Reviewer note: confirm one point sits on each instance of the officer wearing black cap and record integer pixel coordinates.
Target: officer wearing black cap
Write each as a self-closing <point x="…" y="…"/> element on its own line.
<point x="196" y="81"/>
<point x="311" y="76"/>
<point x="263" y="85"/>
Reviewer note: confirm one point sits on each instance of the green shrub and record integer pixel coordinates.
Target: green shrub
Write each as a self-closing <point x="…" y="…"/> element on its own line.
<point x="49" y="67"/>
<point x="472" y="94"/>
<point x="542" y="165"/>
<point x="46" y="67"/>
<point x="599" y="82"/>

* * * * * * * * *

§ **GIVEN PROBLEM**:
Swap "black cap" for "dark hat" throughout the entries above, and write them out again with nothing else changed.

§ **EXERCISE ANSWER**:
Reviewer note: confirm one point sits on each instance of the officer wearing dark hat and record integer pixel coordinates.
Target: officer wearing dark hat
Write each as a self-closing <point x="…" y="…"/> element on its own line.
<point x="196" y="81"/>
<point x="311" y="76"/>
<point x="263" y="85"/>
Reviewer note: confirm one point sits on each instance of the green shrub and record integer pixel coordinates.
Target: green shrub
Write each as a self-closing <point x="…" y="…"/> element on its own line.
<point x="49" y="67"/>
<point x="472" y="94"/>
<point x="542" y="165"/>
<point x="46" y="67"/>
<point x="599" y="82"/>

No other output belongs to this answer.